■ WHAT TO DO ■
Search the entries below for the string "block" and copy the lines that hold it.

PROVIDED RECORDS below:

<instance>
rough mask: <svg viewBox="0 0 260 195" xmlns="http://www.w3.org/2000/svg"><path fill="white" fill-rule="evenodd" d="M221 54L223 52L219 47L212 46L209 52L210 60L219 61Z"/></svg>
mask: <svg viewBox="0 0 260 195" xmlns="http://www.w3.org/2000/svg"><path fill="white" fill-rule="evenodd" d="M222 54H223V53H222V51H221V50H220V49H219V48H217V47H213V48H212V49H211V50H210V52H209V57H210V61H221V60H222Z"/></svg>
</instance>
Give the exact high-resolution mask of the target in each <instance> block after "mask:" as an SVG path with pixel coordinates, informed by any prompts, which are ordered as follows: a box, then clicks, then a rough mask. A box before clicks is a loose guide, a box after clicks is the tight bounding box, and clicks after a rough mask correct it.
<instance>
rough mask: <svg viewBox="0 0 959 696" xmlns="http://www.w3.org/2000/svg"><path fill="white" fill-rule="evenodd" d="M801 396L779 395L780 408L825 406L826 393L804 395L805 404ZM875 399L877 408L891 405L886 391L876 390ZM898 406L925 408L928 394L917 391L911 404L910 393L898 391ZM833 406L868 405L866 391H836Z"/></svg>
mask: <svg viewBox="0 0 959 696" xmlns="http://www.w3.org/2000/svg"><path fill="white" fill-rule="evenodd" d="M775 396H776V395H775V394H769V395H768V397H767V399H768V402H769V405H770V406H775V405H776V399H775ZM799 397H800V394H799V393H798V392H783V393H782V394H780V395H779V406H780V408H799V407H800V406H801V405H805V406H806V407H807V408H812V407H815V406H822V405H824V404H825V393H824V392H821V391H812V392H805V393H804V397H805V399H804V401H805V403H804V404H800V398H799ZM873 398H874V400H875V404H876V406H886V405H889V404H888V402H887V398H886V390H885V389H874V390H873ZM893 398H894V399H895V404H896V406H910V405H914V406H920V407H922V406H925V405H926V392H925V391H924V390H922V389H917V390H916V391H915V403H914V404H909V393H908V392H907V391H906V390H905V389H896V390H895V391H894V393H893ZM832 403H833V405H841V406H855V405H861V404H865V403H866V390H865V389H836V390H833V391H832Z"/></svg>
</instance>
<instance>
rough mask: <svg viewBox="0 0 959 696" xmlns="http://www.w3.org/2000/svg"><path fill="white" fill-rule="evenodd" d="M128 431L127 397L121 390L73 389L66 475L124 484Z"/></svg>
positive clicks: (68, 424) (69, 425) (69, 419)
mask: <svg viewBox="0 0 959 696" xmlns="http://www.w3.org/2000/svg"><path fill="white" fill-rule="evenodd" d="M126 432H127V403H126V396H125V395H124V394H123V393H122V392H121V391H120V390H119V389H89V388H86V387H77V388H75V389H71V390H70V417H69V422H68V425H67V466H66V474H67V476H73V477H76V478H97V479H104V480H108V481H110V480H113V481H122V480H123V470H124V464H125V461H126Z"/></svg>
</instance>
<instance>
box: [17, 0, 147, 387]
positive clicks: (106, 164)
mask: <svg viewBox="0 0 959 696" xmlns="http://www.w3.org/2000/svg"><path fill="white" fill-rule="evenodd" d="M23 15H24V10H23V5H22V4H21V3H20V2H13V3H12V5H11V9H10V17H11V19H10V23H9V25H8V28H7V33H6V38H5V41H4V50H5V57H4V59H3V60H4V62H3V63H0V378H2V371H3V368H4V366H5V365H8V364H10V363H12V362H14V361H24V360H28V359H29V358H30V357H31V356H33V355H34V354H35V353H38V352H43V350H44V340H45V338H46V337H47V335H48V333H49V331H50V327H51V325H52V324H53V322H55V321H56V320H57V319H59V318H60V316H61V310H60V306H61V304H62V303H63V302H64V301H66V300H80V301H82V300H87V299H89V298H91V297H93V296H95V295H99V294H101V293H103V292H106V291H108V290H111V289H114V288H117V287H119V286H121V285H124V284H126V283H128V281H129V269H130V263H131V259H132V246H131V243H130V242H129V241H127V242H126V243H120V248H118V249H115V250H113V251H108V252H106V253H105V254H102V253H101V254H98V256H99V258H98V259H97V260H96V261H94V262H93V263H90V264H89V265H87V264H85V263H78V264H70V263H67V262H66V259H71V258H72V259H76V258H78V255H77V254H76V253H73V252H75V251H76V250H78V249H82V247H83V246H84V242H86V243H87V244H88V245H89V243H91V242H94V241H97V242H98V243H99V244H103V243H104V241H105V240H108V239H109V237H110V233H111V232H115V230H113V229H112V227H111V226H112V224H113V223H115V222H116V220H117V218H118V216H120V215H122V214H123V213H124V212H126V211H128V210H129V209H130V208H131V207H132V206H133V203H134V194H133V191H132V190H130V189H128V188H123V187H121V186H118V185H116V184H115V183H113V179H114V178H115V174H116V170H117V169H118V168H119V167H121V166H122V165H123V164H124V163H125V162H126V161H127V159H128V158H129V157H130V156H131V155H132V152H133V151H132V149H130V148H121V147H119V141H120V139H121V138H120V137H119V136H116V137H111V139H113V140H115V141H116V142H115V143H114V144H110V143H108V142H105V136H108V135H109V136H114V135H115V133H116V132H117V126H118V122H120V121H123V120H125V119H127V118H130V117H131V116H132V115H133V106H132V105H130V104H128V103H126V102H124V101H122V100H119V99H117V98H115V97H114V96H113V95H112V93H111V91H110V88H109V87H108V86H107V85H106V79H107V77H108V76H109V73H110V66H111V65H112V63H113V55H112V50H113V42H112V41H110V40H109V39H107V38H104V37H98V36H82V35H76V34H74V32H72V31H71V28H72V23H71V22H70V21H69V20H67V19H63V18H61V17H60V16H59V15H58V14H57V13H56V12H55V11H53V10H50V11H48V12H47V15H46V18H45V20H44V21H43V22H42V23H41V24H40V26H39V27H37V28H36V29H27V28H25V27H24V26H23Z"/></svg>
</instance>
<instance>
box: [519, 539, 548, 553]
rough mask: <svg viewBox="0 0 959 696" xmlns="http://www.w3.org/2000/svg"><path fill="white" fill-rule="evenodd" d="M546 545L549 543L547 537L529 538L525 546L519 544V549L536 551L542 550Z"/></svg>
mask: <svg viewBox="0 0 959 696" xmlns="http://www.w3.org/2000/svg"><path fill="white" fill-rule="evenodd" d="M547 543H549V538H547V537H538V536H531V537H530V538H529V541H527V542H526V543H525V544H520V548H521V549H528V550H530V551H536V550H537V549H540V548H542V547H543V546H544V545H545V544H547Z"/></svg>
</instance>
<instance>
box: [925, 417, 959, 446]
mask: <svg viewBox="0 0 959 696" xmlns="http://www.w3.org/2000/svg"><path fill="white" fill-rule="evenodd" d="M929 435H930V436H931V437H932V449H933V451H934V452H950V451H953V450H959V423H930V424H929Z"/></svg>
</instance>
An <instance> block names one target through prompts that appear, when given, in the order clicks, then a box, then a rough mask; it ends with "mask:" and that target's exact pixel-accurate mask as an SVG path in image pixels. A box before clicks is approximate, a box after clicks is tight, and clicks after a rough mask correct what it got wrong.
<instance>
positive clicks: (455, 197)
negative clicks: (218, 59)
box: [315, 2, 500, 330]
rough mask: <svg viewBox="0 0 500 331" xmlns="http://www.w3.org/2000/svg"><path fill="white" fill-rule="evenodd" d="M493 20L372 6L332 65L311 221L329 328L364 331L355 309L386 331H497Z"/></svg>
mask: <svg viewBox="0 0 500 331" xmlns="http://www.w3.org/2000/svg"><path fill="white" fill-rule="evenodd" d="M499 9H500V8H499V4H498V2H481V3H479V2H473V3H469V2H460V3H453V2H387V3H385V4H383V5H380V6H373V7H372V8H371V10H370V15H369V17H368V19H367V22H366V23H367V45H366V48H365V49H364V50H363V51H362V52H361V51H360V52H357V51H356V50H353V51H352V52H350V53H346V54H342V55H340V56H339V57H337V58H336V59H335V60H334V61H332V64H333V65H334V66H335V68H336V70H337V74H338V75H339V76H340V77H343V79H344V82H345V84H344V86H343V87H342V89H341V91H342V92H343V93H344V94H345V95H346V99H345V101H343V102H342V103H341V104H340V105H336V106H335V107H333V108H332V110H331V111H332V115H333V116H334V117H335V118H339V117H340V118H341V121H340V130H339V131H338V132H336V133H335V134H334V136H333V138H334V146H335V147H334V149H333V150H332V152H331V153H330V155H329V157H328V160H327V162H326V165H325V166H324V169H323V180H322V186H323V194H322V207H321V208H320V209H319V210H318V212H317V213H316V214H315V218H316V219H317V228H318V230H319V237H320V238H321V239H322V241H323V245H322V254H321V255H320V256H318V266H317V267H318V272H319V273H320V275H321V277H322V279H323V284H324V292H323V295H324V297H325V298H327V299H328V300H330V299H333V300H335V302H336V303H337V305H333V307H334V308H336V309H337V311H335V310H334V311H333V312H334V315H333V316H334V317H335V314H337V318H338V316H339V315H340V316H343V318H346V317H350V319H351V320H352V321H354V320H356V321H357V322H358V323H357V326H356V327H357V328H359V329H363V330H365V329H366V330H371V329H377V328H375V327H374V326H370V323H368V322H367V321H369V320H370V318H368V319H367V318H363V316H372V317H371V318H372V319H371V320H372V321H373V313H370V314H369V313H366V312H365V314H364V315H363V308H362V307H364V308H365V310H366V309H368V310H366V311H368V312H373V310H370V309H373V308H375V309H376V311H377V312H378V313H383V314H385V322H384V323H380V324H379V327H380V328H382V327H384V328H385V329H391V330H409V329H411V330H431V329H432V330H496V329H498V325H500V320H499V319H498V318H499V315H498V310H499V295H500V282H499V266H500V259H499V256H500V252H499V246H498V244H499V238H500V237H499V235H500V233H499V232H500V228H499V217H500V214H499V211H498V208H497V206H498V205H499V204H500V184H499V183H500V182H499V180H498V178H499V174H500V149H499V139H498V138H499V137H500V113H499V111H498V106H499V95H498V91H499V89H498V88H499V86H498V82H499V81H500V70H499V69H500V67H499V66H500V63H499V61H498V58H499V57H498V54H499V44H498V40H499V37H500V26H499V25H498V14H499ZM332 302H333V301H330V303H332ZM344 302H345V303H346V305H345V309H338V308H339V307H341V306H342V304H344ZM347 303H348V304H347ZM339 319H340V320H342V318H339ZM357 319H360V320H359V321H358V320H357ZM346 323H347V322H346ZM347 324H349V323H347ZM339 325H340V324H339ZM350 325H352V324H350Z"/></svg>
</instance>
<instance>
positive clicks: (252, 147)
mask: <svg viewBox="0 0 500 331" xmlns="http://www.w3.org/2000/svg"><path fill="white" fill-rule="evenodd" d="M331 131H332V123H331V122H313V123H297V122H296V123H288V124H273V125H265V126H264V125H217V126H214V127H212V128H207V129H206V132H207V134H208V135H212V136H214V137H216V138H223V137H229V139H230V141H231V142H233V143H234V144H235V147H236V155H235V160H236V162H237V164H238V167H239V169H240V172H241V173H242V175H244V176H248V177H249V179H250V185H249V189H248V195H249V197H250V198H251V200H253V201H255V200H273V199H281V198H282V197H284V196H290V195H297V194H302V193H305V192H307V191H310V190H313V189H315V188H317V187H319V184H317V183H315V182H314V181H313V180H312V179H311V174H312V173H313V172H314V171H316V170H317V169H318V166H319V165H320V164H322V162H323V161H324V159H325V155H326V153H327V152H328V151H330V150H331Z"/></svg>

End of PROVIDED RECORDS.

■ EXERCISE RESPONSE ■
Give the exact high-resolution mask of the target in each <instance> block after "mask:" as an SVG path with pixel coordinates, informed by any prompts, which are ordered as follows: a box, then clicks, then a rough mask. A box before clicks is a loose guide, a box after clicks is the tight bounding box, and clicks after a rough mask correct it.
An <instance> block names one target through prompts that appear, when given, in the order clicks, then a box, then a rough mask; it ends with "mask:" and that target's exact pixel-accurate mask as an SVG path in image pixels. A box before clicks is approximate, a box after clicks is tight, and clicks after a rough mask correct what it got wrong.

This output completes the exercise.